**Your task**
Where a line contains "Study the photograph above. For every instance of the turquoise", start there and write out that line and each one after it, word for word, through the final line of the entries; add nothing else.
......
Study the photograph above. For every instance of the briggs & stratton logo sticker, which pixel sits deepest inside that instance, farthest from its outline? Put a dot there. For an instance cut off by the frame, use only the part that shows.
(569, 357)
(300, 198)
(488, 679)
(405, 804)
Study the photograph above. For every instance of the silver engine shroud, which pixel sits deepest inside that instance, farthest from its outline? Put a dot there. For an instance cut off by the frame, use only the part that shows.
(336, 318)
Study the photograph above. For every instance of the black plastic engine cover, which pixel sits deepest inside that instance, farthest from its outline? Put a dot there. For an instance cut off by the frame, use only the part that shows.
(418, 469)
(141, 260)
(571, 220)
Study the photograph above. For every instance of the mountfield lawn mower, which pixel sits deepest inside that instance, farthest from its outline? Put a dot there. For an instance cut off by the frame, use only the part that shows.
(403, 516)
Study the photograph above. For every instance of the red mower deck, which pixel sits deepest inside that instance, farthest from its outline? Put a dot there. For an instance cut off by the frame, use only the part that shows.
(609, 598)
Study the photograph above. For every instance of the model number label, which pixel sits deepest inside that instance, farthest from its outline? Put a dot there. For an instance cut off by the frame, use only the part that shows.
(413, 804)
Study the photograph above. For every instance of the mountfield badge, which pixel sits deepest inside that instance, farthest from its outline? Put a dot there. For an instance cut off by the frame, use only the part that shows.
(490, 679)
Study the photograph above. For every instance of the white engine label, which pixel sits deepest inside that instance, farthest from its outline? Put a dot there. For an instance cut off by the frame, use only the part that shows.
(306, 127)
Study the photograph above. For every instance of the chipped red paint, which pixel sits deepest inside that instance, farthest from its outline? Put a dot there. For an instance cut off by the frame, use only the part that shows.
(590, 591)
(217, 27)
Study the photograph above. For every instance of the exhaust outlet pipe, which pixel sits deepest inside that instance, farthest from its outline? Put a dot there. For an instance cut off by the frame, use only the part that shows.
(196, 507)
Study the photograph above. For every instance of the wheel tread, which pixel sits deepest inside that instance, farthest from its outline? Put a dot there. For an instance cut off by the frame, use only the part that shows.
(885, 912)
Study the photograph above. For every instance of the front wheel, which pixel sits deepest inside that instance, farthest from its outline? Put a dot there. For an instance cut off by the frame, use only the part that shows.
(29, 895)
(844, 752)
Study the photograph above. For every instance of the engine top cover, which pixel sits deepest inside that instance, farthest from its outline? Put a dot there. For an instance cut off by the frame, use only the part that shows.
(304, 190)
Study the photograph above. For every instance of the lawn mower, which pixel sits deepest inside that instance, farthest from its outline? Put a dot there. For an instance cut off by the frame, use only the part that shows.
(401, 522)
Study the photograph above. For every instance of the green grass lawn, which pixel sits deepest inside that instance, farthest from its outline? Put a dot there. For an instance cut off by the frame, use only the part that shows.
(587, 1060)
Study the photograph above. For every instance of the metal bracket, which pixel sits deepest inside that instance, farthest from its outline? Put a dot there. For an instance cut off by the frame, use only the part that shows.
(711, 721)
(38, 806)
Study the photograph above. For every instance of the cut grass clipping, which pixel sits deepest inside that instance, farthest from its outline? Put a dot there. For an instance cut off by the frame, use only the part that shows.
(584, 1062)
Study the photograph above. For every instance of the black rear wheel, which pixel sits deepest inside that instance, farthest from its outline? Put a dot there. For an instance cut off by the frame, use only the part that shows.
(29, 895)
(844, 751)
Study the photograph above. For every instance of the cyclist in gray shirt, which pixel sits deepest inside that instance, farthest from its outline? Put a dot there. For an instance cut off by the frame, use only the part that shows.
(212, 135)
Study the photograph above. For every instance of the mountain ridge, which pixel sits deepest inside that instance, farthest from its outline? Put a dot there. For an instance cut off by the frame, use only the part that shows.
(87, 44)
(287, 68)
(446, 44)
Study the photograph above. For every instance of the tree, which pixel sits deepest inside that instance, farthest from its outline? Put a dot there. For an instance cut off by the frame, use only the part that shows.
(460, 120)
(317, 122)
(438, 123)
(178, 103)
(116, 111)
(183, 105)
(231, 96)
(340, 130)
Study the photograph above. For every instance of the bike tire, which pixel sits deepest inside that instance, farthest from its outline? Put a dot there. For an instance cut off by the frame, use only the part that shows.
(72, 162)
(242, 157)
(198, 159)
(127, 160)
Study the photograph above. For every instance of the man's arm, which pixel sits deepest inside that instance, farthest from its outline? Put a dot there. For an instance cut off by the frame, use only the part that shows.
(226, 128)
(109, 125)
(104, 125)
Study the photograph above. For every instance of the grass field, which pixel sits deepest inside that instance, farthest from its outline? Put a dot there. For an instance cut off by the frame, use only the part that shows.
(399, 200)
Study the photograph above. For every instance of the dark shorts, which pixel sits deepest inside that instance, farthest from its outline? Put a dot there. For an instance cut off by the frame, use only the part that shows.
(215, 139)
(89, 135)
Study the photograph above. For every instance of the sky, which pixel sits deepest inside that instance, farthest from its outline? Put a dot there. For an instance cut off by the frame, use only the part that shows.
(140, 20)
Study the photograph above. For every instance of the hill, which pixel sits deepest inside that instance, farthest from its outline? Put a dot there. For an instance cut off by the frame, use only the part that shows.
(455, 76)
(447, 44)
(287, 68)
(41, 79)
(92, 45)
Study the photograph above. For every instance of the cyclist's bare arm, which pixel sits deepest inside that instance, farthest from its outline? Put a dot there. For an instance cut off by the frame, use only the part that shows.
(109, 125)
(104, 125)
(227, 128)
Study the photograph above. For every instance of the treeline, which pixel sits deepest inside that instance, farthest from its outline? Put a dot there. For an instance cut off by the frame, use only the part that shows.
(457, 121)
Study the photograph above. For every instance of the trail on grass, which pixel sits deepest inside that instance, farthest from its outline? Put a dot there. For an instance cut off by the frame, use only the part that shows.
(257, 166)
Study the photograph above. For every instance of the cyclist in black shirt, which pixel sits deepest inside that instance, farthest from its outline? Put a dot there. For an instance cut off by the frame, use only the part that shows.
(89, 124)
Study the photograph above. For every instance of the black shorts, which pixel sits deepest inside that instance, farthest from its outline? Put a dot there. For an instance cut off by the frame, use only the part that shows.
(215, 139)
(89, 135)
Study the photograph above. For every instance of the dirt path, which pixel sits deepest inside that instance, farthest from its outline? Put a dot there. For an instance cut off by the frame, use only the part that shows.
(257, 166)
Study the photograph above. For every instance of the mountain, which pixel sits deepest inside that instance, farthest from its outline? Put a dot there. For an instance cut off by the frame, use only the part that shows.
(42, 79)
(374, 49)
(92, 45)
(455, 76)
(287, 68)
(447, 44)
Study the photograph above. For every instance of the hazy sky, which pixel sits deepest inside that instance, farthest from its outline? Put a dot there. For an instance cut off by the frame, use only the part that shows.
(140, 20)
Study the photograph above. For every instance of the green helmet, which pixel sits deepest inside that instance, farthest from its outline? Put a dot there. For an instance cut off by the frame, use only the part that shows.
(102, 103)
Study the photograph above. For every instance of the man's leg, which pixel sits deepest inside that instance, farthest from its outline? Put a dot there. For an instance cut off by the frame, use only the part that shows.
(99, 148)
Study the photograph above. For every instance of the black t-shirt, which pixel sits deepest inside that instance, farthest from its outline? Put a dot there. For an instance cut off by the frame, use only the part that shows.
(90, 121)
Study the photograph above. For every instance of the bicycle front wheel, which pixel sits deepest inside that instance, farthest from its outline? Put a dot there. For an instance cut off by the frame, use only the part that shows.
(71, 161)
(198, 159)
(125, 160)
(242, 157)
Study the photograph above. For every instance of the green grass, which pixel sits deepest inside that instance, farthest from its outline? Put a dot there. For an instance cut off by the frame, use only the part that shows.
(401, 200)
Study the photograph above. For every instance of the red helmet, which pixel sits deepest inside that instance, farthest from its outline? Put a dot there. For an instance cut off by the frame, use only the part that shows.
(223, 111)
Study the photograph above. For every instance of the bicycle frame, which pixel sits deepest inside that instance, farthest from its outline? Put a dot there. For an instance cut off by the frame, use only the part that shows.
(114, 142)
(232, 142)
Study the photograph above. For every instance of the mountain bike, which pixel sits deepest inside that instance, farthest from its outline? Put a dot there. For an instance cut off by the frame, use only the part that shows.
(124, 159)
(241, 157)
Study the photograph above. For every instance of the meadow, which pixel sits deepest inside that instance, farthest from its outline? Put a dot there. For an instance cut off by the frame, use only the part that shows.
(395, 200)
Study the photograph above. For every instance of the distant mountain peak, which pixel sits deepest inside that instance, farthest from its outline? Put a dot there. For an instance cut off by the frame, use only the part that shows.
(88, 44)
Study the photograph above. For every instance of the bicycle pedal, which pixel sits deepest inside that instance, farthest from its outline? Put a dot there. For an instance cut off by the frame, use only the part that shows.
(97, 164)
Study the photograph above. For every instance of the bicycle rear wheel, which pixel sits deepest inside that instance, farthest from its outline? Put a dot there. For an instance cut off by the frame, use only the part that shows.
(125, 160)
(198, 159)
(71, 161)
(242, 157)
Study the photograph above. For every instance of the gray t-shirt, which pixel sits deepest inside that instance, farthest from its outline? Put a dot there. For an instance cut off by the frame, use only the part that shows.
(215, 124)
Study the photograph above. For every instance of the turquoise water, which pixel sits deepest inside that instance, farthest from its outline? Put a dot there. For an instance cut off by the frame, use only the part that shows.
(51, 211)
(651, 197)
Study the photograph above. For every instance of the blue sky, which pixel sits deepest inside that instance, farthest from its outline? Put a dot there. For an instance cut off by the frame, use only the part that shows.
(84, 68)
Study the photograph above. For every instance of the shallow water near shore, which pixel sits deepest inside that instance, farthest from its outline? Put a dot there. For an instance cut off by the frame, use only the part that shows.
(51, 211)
......
**Task answer**
Study the photograph above. For every instance of the turquoise water, which pixel sits deepest inside that instance, farthest from its outline? Put a dot there. For an instance cut off by the frame, use only the part that shows.
(51, 211)
(651, 197)
Study the photograph above. For every instance of the blue sky, which pixel sits deepest inside that instance, farthest from its outline? Put a dot there. For an instance cut off by the frame, use only the part that shows.
(84, 68)
Study the photograph above. For every instance of the shallow water near shore, which pixel sits deepest inside that instance, farthest from its outline? Put a dot there. For an instance cut off by the frame, use only the part that shows.
(51, 211)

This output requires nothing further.